*** DATASET ROWS

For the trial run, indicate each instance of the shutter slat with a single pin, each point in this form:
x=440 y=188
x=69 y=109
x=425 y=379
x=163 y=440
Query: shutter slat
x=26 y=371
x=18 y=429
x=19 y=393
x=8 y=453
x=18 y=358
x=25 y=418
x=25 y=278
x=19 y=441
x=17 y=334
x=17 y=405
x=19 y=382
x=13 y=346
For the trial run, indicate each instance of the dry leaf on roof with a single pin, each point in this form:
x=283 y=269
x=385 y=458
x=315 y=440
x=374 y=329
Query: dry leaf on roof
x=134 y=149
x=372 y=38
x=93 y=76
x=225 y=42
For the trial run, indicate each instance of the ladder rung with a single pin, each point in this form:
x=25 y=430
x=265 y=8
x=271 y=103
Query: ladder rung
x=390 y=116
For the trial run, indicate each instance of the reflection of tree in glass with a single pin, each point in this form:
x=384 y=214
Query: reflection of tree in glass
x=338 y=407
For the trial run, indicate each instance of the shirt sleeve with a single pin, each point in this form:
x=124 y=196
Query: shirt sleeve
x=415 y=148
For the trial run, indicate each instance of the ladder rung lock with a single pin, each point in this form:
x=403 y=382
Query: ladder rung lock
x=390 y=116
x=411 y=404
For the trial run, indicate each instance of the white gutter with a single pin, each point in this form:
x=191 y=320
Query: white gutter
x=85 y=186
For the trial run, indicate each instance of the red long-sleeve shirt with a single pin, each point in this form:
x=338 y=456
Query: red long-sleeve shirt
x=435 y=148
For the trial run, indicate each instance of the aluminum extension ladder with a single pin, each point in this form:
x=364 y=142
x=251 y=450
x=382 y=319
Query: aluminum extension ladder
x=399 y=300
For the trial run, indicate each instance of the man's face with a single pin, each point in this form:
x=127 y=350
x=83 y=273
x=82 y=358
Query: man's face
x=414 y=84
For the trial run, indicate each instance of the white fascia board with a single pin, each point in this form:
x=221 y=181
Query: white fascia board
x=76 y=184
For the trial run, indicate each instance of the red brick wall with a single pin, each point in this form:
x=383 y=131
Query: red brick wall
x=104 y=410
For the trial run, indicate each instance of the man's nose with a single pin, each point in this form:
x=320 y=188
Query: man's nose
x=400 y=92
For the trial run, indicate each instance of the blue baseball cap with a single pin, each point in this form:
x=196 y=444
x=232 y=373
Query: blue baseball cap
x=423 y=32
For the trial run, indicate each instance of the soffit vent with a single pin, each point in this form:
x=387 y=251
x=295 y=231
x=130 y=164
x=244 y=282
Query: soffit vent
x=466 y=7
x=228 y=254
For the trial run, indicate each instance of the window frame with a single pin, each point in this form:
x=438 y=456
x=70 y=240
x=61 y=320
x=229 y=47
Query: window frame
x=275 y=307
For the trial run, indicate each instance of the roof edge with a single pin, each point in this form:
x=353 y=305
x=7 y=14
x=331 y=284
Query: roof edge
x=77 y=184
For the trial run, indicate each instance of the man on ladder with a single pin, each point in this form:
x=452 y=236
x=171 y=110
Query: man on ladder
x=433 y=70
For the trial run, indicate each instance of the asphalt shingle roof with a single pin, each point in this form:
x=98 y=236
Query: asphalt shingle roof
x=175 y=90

******

▶ [TASK DIRECTIONS]:
Repeat, with no changes, each line from the one with "For the trial run, indicate each instance of the white gutter" to the end of the listing, including both ends and nothing else.

▶ [ANSWER TO THIS EXERCISE]:
For the trial run, indicate each instance of the white gutter with a single pin, each point in this form:
x=191 y=320
Query: white gutter
x=85 y=186
For the trial run, indicate each instance of the red long-sleeve shirt with a single pin, each point in this form:
x=338 y=456
Query: red long-sleeve shirt
x=435 y=148
For the trial run, indicate each instance of the aluminum extension ladder with a single pin, each point in this form:
x=364 y=142
x=251 y=450
x=382 y=319
Query: aluminum extension ladder
x=399 y=300
For the trial run, indicate each instance of the man's face with a single pin, each point in this form:
x=127 y=350
x=83 y=273
x=82 y=358
Query: man's face
x=414 y=84
For the trial run, indicate each instance of the white fascia board with a single pin, each point in this form:
x=221 y=181
Query: white fascia board
x=76 y=184
For the trial run, indicate each instance of the red brick wall with a single pin, each point in this form:
x=383 y=131
Query: red brick wall
x=104 y=410
For the trial run, indicate each instance of the man's nose with a single pin, each point in this form:
x=320 y=188
Query: man's nose
x=400 y=92
For the trial run, indicate each instance of the blue baseball cap with a single pin, each point in this form:
x=196 y=444
x=232 y=373
Query: blue baseball cap
x=423 y=32
For the trial run, indicate each instance of the soffit vent with a single pin, each point in this form:
x=387 y=251
x=295 y=231
x=130 y=164
x=244 y=282
Query: soffit vent
x=466 y=7
x=228 y=254
For the trial run, indicate each instance of the window frame with a single pin, each point in this form:
x=438 y=456
x=70 y=240
x=61 y=320
x=229 y=47
Query: window frame
x=275 y=307
For the trial run, indicate each instance of the roof edge with a single pin, each point in this form:
x=353 y=305
x=7 y=14
x=331 y=284
Query: roof edge
x=77 y=184
For the trial run, indicate each instance of the man on ladder with a single pin, each point in this form:
x=452 y=236
x=171 y=110
Query: man on ladder
x=433 y=70
For the trial run, indicate each instance of the asphalt shingle roof with a single pin, each point in this form:
x=98 y=236
Query: asphalt shingle roof
x=175 y=90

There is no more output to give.